# [ЗАДАНИЯ]
**A.** Чему синонимична кухня в своем негативном значении, согласно тексту о Булгакове?
**B.** Согласуются ли с текстом о Булгакове следующие утверждения? (i) Образ повара является травестийной проекцией образа жреца. (ii) В «Багровом острове» читатель сталкивается с медицинской кухней. (iii) Николка спускается за телом Най-Турса в морг.

22. Кухня у Булгакова — мастерская, лаборатория новых форм, подобие алтаря; алтарь — очаг, на котором традиционно поджаривались жертвоприношения. В «Записках юного врача» читатель сталкивается с медицинской кухней, куда попадает начинающий медик, в «Багровом острове» — с кухней театральной, в которой проходит инициацию начинающий драматург, в «Адаме и Еве» — с кухней литературной, где опять же начинающий писатель Маркизов переписывает книгу об Адаме и Еве, соревнуясь с маститым романистом Пончиком-Непобедой. В своем негативном значении кухня синонимична вертепу.
23. Это Максим в романе «Белая гвардия», Панкрат и Влас в «Роковых яйцах», швейцар Федор в «Собачьем сердце»; в «Мастере и Маргарите» это редактор Берлиоз и критик Латунский, вахтеры и швейцары, приставленные к разного рода дверям, чтобы не впускать в них кого попало, начальник тайной стражи Пилата Афраний и сопровождающий Иешуа Левий Матвей; в пьесе «Александр Пушкин» это тайная канцелярия и, в частности, приставленный следить за Пушкиным филер Битков.
24. Образ повара является травестийной проекцией образа жреца [см.: Фрейденберг 1997: 212]. У Булгакова в ряду таких поваров — «повар-каторжник», обваривший бок собаке, и Дарья Петровна в «Собачьем сердце», повара в «Полоумном Журдене», и в сне Босого в «Мастере и Маргарите», повар-Вельзевул в инсценировке «Ревизора», приготовляющий убийственно-живительный Фьерабрасов бальзам Дон Кихот, пекарь Маркизов в «Адаме и Еве». Пекарем предстает и Рокк, ожидающий, когда поспеют «пироги» в волшебной печи. Повар — тот, кто знает некий рецепт (ср. с врачом или аптекарем). К этому же ряду относятся и Леопольд Леопольдович, и юный врач, и Херувим, и Стравинский, и Воланд. Процесс приготовления пищи (а также кухня, понимаемая и как процесс, и как место, в котором этот процесс развернут) в булгаковском мире соотнесен с творчеством. Смысл существования жреца — в обладании тайнами искусства, которому он служит. Жрецы — булгаковские врачи и ученые; жрец — одна из трансформаций образа творца, в том числе творца произведений искусства. В функции жреца входит контакт с мертвыми.
25. К ним относятся журналист Бронский в «Роковых яйцах», вестовой Крапилин в «Беге», Манюшка в «Зойкиной квартире», Шервинский, Лариосик и Николка в «Белой гвардии». Лариосик и Николка выполняют функцию связных между этим и тем светом. Николка помогает привести в чувство замерзшего Мышлаевского, который является из «того» мира, потом становится свидетелем смерти Най-Турса, спускается за его телом в ад морга.

Сохраненные записи данных
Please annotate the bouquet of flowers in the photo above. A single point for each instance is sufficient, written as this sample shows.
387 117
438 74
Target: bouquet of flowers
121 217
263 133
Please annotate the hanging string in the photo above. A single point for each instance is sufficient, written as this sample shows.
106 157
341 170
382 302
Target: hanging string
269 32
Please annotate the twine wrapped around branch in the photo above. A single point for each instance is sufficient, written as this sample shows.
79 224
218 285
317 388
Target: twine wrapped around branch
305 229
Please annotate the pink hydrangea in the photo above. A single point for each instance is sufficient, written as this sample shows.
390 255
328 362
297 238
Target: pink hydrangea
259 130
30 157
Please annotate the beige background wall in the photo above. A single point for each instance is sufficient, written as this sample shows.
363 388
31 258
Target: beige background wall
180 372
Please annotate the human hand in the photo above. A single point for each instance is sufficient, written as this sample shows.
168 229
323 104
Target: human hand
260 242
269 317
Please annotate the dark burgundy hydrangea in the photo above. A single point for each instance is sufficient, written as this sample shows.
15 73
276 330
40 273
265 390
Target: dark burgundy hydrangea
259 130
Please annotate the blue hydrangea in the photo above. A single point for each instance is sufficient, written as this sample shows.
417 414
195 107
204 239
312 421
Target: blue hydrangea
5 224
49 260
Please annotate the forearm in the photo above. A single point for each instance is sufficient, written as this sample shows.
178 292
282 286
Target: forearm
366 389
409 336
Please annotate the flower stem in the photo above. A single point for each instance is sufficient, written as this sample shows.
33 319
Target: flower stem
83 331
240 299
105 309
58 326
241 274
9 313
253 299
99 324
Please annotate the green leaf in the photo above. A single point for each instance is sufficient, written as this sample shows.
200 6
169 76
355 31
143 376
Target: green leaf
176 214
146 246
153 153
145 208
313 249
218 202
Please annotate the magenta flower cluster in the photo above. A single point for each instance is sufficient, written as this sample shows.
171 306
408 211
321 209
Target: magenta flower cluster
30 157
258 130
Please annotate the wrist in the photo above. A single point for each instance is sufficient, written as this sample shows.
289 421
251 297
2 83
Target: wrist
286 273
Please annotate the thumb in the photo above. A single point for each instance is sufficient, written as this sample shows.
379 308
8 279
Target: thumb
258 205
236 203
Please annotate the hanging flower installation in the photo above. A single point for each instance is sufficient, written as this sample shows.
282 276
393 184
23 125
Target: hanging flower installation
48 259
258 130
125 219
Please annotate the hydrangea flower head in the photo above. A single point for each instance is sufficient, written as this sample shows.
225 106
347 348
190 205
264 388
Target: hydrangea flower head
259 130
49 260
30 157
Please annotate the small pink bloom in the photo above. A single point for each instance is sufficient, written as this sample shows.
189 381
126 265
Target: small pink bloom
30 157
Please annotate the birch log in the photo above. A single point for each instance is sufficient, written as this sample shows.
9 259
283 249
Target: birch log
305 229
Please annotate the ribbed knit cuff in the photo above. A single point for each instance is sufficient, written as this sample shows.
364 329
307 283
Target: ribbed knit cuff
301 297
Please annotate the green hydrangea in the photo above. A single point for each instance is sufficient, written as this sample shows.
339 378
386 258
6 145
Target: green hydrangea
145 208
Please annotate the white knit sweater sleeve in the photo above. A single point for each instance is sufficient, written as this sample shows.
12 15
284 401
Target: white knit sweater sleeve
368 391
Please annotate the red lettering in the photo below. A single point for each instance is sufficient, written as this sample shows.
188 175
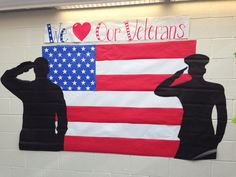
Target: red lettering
98 31
181 27
165 34
150 31
172 32
140 29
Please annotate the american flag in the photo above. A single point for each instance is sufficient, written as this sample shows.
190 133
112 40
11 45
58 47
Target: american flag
108 88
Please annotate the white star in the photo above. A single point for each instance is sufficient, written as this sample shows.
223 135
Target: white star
64 49
46 50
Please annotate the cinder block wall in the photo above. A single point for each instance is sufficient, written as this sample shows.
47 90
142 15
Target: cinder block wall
212 24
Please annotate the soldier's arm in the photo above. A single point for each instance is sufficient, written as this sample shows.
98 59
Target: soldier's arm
11 82
221 116
165 89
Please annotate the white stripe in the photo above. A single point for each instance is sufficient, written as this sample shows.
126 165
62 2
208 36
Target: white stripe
147 66
123 130
119 98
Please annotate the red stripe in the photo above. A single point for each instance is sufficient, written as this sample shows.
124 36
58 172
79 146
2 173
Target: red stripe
171 49
135 82
167 116
148 147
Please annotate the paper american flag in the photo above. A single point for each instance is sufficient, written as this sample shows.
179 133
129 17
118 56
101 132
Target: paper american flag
111 106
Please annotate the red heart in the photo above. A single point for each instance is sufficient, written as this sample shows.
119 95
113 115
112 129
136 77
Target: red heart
81 31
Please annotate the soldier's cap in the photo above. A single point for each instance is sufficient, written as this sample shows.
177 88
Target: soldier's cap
196 59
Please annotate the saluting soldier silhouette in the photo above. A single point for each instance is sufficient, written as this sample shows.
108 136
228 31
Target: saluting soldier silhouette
198 139
43 102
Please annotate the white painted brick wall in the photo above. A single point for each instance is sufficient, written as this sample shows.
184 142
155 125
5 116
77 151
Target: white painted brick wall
212 24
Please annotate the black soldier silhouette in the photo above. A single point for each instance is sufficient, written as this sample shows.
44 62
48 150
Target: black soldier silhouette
43 102
198 140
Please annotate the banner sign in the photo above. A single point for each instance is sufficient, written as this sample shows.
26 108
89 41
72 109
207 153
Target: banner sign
145 29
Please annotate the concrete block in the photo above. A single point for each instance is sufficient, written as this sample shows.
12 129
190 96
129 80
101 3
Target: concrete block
220 169
149 166
223 48
59 173
183 168
204 47
113 163
77 161
225 151
5 172
202 28
42 160
220 69
12 158
26 172
9 141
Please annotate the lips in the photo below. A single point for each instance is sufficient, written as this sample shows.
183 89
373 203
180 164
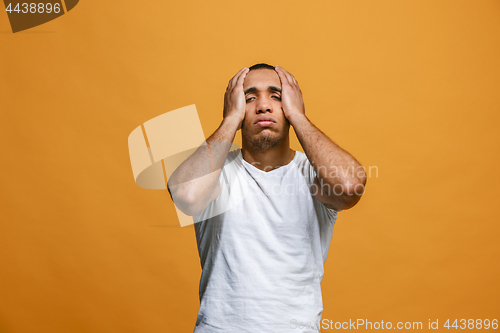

# [ОТВЕТЫ К ЗАДАНИЯМ]
**A.** Вертепу.

**B.**
(i) Да: «Образ повара является травестийной проекцией образа жреца».
(ii) Нет: «в «Багровом острове» — с кухней театральной».
(iii) Да: «спускается за его телом в ад морга».